Data records:
-=-=-=-=-

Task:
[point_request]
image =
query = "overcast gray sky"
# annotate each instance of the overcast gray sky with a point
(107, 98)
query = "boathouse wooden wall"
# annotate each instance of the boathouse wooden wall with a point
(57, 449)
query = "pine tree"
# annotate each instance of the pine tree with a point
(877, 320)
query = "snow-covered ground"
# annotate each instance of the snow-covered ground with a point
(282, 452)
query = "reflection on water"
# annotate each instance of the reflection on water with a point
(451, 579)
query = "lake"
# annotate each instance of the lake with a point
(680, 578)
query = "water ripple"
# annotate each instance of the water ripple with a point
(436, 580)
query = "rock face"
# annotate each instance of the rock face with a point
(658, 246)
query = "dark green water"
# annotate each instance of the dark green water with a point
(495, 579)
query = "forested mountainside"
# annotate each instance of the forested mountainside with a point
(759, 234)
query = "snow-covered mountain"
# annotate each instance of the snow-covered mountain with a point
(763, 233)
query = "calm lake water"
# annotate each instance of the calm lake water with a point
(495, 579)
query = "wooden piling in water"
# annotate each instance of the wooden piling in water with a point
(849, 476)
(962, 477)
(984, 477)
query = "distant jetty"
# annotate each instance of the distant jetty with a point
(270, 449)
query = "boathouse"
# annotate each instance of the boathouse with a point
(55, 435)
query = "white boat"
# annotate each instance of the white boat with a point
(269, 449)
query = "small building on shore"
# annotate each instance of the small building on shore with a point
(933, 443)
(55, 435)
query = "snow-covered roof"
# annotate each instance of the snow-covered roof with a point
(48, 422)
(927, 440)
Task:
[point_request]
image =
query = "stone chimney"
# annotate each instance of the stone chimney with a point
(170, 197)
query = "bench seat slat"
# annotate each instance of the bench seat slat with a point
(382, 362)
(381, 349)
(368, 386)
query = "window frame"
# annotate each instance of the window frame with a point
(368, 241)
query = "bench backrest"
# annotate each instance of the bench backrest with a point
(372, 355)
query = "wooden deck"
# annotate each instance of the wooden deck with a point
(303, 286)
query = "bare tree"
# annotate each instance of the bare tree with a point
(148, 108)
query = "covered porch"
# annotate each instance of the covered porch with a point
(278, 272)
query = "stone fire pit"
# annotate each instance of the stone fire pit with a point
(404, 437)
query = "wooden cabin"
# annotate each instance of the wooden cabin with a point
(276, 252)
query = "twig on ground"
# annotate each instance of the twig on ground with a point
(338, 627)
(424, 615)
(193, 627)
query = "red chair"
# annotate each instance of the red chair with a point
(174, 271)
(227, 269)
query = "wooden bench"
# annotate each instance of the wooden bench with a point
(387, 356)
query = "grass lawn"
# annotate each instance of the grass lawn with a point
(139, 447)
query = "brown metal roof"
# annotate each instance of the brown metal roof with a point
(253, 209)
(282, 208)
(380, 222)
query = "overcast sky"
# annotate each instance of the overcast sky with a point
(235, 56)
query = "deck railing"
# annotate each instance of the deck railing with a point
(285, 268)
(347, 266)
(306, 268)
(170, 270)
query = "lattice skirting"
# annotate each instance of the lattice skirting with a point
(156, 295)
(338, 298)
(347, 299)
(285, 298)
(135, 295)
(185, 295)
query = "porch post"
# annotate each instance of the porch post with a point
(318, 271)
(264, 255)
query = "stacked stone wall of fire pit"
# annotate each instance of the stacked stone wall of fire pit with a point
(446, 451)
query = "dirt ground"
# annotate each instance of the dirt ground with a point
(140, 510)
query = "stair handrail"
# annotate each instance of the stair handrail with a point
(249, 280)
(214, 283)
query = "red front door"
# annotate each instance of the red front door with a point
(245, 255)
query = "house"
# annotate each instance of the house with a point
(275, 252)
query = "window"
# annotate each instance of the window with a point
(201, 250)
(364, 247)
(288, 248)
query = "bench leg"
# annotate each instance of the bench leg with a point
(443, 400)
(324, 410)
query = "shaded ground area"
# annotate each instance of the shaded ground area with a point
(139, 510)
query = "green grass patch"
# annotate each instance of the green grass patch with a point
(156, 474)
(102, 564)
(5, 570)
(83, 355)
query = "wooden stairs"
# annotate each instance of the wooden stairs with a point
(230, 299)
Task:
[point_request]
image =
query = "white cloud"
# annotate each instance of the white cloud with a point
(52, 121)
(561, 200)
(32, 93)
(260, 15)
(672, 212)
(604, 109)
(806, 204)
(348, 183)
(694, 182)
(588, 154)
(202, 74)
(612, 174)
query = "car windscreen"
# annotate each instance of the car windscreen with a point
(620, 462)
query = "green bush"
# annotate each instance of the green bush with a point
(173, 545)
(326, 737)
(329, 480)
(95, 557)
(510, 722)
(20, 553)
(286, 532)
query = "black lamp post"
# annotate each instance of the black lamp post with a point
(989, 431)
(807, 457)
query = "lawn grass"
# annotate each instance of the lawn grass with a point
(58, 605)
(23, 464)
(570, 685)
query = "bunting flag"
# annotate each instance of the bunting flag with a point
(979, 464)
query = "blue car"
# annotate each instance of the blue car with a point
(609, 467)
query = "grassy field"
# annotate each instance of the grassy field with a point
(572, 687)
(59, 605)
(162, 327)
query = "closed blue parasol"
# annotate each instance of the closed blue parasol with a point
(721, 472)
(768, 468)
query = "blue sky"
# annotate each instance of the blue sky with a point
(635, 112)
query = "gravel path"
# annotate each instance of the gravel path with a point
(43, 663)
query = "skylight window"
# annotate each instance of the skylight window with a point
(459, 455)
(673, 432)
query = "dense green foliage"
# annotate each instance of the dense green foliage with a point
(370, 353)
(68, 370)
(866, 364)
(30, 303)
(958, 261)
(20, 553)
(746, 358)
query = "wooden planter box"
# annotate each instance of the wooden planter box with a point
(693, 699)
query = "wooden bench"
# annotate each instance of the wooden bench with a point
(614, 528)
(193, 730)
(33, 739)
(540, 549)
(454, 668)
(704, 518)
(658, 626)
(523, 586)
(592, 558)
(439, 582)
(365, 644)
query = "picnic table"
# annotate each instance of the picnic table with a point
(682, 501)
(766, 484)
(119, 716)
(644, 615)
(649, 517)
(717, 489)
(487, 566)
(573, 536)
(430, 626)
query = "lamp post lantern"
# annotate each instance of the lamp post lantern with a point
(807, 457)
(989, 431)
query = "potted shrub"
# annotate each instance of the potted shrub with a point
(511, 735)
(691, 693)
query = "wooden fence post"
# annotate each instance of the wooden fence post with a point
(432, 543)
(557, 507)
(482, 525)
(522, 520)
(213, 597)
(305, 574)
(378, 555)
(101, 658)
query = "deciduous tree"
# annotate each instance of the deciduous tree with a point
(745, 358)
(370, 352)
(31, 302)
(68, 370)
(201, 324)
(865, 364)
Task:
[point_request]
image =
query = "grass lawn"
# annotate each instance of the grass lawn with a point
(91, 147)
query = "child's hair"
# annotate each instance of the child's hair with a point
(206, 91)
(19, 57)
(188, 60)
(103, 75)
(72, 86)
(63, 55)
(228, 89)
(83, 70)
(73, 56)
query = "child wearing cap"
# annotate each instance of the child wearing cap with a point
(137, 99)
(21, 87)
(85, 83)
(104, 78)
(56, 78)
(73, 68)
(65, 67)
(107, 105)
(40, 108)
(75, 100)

-=-=-=-=-

> _THE TASK_
In this exercise, repeat the entries above verbatim.

> _ANSWER TO THIS PROBLEM_
Task:
[point_request]
image =
query = "overcast gray sky"
# annotate each instance of the overcast gray sky with a point
(107, 98)
query = "boathouse wooden wall"
# annotate each instance of the boathouse wooden wall with a point
(57, 449)
query = "pine tree"
# annotate each instance of the pine tree with a point
(877, 320)
query = "snow-covered ground"
# annotate each instance of the snow-covered ground with a point
(282, 452)
query = "reflection on water"
# annotate each instance of the reflection on water with a point
(451, 579)
query = "lake"
# annotate each instance of the lake with a point
(680, 578)
query = "water ripple"
# annotate each instance of the water ripple with a point
(436, 580)
query = "rock face"
# annotate each instance of the rock face with a point
(658, 246)
query = "dark green water"
# annotate each instance of the dark green water with a point
(495, 579)
query = "forested mountainside"
# annotate each instance of the forested mountainside with a point
(759, 234)
query = "snow-covered mountain"
# annotate each instance of the snow-covered mountain with a point
(763, 233)
query = "calm lake water"
# annotate each instance of the calm lake water with a point
(495, 579)
query = "wooden piling in water"
# annotate each instance of the wooden piling in water with a point
(849, 476)
(962, 477)
(984, 477)
query = "distant jetty"
# annotate each instance of the distant jetty with a point
(270, 449)
query = "boathouse"
# annotate each instance of the boathouse with a point
(55, 435)
query = "white boat"
# annotate each instance of the white boat with a point
(269, 449)
query = "small building on shore"
# annotate each instance of the small building on shore with a point
(933, 443)
(55, 435)
query = "snow-covered roof"
# annotate each instance of the snow-covered roof with a point
(48, 422)
(927, 440)
Task:
[point_request]
image =
query = "stone chimney"
# annotate each instance of the stone chimney with a point
(170, 197)
query = "bench seat slat"
# annotate each instance of the bench seat slat with a point
(382, 362)
(381, 349)
(368, 386)
query = "window frame"
# annotate each instance of the window frame with a point
(368, 241)
query = "bench backrest"
# annotate each instance of the bench backrest with a point
(372, 355)
query = "wooden deck"
# annotate each instance of the wooden deck with a point
(303, 286)
query = "bare tree"
# annotate each instance of the bare tree with a point
(148, 108)
query = "covered porch"
# annotate each instance of the covered porch with a point
(278, 272)
query = "stone fire pit"
# annotate each instance of the stone fire pit with a point
(404, 437)
query = "wooden cabin"
# annotate each instance of the wooden cabin with a point
(276, 252)
query = "twig on ground"
# annotate each instance of the twig on ground with a point
(338, 627)
(424, 615)
(193, 627)
query = "red chair"
# annotate each instance of the red chair with a point
(174, 271)
(227, 269)
query = "wooden bench"
# annotate each instance of the wooden bench with a point
(387, 356)
query = "grass lawn"
# annotate each instance of the grass lawn with a point
(139, 447)
query = "brown metal roof"
# annotate each instance of the brown metal roof with a point
(253, 209)
(282, 208)
(380, 222)
query = "overcast sky"
# annotate each instance of the overcast sky with a point
(235, 56)
query = "deck railing"
# annotate each instance of the deck railing with a point
(285, 268)
(347, 266)
(306, 268)
(170, 270)
query = "lattice skirting"
# annotate each instance of the lattice skirting with a point
(156, 295)
(338, 298)
(347, 299)
(285, 298)
(135, 295)
(185, 295)
query = "porch post"
# annotate each instance of the porch post with a point
(318, 271)
(264, 255)
query = "stacked stone wall of fire pit"
# annotate each instance of the stacked stone wall of fire pit with a point
(446, 451)
query = "dirt ground"
# annotate each instance of the dirt ground with a point
(140, 510)
query = "stair handrail"
# annotate each instance of the stair handrail with a point
(249, 280)
(214, 283)
query = "red front door"
# annotate each instance of the red front door with a point
(245, 255)
query = "house"
# annotate each instance of the house with a point
(275, 252)
query = "window"
# annotate each instance of the window with a point
(201, 250)
(364, 247)
(288, 248)
query = "bench leg"
# annotate each instance of the bench leg with a point
(443, 400)
(324, 410)
query = "shaded ground area"
# annotate each instance of the shaded ground area with a point
(139, 510)
query = "green grass patch"
# annotate each instance of the green grass patch with a point
(156, 474)
(102, 564)
(5, 570)
(83, 355)
query = "wooden stairs"
# annotate each instance of the wooden stairs with a point
(230, 299)
Task:
[point_request]
image =
query = "white cloud"
# annotate each instance of the white cloud with a point
(52, 121)
(561, 200)
(32, 93)
(260, 15)
(672, 212)
(604, 109)
(806, 204)
(348, 183)
(694, 182)
(588, 154)
(202, 74)
(612, 174)
query = "car windscreen"
# annotate each instance of the car windscreen with a point
(620, 462)
query = "green bush"
# annotate each instance of the green bush with a point
(173, 545)
(326, 737)
(329, 480)
(95, 557)
(510, 722)
(20, 553)
(286, 532)
query = "black lamp post"
# annotate each instance of the black lamp post with a point
(989, 431)
(807, 457)
query = "lawn grass"
# annotate each instance of the lawn grass with a point
(58, 605)
(23, 464)
(570, 685)
query = "bunting flag"
# annotate each instance of the bunting flag with a point
(979, 464)
query = "blue car"
# annotate each instance of the blue car with a point
(609, 467)
query = "grassy field"
# annotate each instance of the grassy field with a point
(572, 687)
(59, 605)
(162, 327)
query = "closed blue parasol"
# annotate each instance of the closed blue parasol with a point
(721, 472)
(768, 468)
query = "blue sky"
# annotate each instance of the blue sky with a point
(635, 112)
query = "gravel path"
# annotate each instance of the gravel path with a point
(43, 663)
query = "skylight window"
# annotate each instance of the skylight window with a point
(459, 455)
(673, 432)
query = "dense green foliage"
# annotate each instance of the dense green foliage with a point
(370, 353)
(68, 370)
(866, 364)
(30, 303)
(958, 261)
(20, 553)
(746, 358)
query = "wooden planter box"
# annotate each instance of the wooden planter box with a point
(693, 699)
query = "wooden bench"
# annotate each instance of the wooden bench with a point
(614, 528)
(193, 730)
(33, 739)
(540, 549)
(454, 668)
(704, 518)
(658, 626)
(523, 586)
(592, 558)
(439, 582)
(365, 644)
query = "picnic table"
# annotate each instance of the picnic table with a point
(682, 501)
(766, 484)
(119, 716)
(644, 615)
(649, 517)
(717, 489)
(487, 566)
(573, 536)
(430, 626)
query = "lamp post lantern"
# annotate each instance of the lamp post lantern with a point
(807, 457)
(989, 431)
query = "potted shrub"
# annotate each instance of the potted shrub with a point
(511, 735)
(691, 693)
query = "wooden fence post"
# annotate each instance of the wooden fence post with a point
(432, 543)
(557, 507)
(482, 525)
(522, 520)
(213, 597)
(305, 574)
(378, 555)
(101, 658)
query = "deciduous tree"
# annotate each instance of the deciduous tree with a point
(745, 358)
(370, 352)
(31, 302)
(68, 370)
(201, 324)
(865, 364)
Task:
[point_request]
image =
query = "grass lawn"
# annotate each instance of the grass lawn with a point
(91, 147)
query = "child's hair"
# annotate each instance of the child's hair with a point
(206, 91)
(19, 57)
(188, 60)
(103, 75)
(72, 86)
(63, 55)
(228, 89)
(83, 70)
(73, 56)
query = "child wearing cap"
# annotate each instance of the child wearing cap with a point
(137, 99)
(21, 87)
(85, 83)
(104, 78)
(56, 78)
(73, 68)
(65, 67)
(107, 105)
(40, 108)
(75, 100)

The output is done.